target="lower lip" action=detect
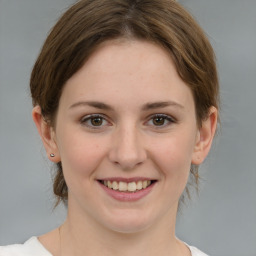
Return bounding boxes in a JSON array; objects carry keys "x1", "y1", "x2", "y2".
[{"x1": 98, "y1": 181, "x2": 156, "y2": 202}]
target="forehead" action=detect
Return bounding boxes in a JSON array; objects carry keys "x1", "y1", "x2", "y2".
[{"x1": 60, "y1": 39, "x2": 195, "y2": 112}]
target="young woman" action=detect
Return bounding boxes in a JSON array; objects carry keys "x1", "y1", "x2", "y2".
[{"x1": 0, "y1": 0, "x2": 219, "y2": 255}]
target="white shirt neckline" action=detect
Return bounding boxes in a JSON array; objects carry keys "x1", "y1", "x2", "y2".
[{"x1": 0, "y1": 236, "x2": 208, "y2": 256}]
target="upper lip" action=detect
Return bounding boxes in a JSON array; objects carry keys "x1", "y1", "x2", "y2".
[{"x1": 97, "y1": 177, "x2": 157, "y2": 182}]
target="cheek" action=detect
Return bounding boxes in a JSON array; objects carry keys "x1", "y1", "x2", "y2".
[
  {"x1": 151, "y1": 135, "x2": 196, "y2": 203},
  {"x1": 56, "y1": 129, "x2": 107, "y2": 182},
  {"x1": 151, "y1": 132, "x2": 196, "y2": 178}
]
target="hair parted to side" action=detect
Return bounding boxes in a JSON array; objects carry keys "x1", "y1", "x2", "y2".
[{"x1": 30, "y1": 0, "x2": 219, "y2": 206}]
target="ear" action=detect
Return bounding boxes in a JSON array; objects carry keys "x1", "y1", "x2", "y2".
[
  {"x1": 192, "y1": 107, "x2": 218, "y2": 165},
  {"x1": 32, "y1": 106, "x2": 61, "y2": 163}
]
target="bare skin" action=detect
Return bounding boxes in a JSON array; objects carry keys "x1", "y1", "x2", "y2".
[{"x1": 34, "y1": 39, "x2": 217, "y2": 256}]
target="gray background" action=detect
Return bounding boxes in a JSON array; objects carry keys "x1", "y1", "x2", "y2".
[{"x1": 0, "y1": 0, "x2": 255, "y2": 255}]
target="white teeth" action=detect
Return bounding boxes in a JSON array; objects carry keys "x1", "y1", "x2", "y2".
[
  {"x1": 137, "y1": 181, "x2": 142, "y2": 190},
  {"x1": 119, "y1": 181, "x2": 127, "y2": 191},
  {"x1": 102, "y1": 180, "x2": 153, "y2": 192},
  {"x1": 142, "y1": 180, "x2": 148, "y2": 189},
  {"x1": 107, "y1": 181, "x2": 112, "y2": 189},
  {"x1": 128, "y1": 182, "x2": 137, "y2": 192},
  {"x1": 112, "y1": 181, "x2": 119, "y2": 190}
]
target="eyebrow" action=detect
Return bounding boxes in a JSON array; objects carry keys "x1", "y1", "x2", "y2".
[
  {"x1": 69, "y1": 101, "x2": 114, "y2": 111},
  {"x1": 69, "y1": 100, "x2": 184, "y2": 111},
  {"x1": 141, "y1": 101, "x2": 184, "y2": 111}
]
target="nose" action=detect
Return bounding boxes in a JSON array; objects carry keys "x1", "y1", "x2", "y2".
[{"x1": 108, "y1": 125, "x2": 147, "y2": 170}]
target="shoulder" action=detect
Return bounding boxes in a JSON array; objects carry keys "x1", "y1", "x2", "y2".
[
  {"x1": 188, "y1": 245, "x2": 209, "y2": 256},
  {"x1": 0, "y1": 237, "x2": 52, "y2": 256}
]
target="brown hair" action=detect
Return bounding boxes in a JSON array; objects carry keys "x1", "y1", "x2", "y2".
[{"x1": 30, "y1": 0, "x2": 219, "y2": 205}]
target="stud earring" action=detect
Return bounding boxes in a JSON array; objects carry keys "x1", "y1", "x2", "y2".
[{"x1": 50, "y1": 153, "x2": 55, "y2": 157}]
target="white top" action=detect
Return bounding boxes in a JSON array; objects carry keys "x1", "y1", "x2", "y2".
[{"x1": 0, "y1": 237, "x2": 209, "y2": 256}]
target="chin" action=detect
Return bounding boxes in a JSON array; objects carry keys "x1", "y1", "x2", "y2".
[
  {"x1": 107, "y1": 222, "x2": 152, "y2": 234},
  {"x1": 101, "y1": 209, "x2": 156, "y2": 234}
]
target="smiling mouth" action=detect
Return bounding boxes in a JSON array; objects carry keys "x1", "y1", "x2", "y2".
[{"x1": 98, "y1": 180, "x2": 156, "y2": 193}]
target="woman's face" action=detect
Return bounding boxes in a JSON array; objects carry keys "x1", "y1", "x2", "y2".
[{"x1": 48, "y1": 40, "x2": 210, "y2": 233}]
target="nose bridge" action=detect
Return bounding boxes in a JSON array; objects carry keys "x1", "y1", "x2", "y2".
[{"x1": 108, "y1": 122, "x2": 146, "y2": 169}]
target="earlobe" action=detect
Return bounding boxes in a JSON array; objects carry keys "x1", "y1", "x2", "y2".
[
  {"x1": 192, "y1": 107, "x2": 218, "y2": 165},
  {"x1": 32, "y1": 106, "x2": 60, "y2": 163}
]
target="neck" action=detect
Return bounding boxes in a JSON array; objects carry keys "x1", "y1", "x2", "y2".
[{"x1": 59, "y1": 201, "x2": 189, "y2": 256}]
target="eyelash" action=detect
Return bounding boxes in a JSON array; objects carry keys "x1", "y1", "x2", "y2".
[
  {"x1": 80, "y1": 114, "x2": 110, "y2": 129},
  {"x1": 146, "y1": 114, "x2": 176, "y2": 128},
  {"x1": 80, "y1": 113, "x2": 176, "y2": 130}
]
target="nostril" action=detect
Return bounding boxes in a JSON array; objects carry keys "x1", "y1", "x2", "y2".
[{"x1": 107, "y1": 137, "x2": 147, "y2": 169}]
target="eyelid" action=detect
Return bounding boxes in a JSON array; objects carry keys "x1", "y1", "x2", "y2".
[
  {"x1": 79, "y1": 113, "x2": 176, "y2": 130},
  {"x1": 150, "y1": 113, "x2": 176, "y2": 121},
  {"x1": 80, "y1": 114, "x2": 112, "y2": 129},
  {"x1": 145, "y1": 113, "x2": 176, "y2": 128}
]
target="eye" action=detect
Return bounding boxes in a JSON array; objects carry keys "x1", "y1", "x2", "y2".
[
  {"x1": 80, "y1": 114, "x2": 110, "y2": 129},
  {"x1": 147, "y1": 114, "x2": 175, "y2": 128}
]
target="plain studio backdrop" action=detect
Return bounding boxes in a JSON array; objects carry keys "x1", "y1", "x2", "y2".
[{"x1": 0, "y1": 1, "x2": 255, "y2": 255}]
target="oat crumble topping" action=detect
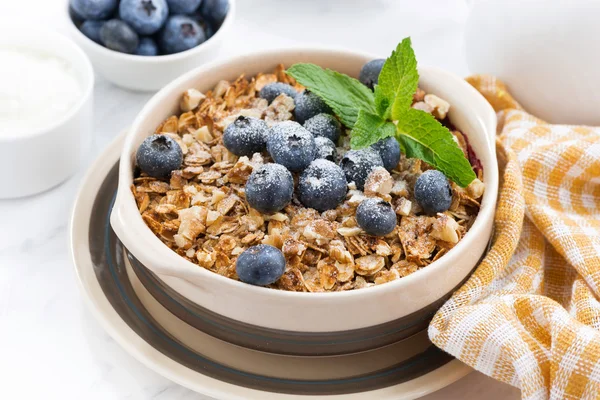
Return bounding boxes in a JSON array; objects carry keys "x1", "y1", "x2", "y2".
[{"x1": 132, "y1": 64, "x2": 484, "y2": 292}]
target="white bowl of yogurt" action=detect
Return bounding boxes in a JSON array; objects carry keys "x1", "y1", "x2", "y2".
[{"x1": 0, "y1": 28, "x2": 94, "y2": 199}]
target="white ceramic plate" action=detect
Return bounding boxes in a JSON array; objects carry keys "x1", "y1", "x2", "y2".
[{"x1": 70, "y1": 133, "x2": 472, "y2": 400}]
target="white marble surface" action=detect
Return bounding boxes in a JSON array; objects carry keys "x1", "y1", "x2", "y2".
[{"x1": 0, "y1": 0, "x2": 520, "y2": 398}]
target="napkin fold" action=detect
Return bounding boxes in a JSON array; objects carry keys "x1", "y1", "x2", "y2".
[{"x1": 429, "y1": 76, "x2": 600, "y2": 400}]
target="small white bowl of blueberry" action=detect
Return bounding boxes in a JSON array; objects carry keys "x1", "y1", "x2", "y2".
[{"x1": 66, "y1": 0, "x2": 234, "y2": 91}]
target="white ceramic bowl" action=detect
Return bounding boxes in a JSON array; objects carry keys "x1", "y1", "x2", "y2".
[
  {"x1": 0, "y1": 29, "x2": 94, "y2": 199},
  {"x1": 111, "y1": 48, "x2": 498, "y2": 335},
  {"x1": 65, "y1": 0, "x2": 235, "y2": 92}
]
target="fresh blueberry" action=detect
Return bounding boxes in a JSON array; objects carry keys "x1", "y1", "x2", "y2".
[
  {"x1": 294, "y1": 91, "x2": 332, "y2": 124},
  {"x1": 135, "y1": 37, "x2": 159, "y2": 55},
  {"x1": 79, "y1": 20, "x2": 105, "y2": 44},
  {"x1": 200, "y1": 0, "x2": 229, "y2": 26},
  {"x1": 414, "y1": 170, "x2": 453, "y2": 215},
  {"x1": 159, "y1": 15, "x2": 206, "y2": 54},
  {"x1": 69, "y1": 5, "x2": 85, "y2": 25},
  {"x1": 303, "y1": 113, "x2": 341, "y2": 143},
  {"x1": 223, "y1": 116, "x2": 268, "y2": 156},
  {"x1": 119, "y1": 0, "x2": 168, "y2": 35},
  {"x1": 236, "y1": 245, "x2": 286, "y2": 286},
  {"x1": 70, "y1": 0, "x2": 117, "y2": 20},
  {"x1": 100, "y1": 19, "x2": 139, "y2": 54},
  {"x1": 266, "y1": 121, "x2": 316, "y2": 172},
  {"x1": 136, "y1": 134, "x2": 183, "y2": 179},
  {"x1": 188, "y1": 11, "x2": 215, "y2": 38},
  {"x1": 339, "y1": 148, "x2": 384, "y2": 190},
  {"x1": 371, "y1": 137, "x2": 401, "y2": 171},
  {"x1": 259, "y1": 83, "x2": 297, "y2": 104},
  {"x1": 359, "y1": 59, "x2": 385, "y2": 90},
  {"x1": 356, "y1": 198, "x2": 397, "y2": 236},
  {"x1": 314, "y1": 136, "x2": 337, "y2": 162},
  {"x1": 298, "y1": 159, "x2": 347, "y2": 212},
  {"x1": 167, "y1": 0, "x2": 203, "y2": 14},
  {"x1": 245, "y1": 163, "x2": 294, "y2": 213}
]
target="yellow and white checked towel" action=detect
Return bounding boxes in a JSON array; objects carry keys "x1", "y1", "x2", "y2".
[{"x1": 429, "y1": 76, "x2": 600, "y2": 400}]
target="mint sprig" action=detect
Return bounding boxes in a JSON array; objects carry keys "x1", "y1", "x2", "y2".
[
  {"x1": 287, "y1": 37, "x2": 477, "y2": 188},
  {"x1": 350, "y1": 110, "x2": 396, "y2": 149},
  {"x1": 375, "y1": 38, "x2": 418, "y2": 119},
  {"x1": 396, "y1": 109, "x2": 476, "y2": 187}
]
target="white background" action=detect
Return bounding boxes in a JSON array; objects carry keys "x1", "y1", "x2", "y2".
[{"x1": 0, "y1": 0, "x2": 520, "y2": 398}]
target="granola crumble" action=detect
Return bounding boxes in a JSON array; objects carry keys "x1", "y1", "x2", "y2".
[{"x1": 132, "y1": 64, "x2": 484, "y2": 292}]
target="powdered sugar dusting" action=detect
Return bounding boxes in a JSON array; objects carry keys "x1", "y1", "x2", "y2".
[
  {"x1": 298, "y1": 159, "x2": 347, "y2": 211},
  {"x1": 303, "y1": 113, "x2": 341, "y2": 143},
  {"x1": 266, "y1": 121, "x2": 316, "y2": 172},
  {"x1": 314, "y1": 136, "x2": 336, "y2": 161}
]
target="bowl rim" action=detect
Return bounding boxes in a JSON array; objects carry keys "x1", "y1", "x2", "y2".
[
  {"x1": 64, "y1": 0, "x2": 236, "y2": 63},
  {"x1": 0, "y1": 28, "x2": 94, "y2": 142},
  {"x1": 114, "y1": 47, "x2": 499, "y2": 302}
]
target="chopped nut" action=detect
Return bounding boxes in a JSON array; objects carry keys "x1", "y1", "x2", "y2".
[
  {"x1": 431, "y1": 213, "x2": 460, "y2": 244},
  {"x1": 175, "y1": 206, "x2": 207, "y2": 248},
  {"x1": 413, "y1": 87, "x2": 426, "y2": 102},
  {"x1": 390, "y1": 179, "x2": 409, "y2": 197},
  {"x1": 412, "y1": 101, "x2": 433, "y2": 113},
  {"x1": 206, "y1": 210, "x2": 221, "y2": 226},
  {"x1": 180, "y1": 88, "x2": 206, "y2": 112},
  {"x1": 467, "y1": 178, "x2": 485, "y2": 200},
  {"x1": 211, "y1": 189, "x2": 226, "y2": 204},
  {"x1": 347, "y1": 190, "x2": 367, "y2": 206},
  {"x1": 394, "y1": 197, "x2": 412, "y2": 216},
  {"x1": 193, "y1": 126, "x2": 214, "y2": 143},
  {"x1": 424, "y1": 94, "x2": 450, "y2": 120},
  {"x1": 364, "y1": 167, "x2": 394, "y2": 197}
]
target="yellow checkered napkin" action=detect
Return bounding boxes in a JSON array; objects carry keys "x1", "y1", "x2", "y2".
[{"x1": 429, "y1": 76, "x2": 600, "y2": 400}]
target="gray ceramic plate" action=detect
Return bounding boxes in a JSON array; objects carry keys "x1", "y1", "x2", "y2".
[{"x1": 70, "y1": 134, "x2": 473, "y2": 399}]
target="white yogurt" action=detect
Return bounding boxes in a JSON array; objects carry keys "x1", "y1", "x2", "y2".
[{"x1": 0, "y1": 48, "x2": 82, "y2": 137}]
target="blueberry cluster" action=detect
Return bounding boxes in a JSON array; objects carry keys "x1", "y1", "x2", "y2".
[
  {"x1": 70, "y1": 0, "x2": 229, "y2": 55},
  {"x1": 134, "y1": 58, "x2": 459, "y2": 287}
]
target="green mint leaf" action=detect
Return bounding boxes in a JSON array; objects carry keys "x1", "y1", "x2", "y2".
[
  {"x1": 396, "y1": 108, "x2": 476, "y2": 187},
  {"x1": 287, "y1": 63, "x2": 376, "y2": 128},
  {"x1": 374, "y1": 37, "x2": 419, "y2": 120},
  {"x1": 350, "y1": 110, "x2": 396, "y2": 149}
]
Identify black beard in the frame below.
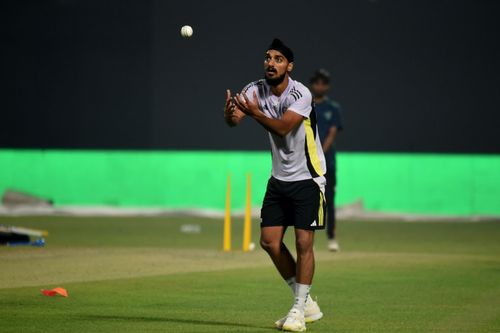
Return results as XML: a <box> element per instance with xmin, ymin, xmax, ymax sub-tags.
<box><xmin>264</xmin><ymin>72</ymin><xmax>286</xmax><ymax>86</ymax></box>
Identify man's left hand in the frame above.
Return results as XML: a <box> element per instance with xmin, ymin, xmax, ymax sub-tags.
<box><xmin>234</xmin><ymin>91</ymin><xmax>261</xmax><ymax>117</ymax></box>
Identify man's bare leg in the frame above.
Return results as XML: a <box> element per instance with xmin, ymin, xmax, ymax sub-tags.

+++++

◆ **TO DO**
In the records above, find every line that contains the word "ceramic" and copy it.

◆ **ANSWER TO THIS PROBLEM**
target="white ceramic plate" action=detect
target="white ceramic bowl" action=detect
target="gray ceramic plate" action=detect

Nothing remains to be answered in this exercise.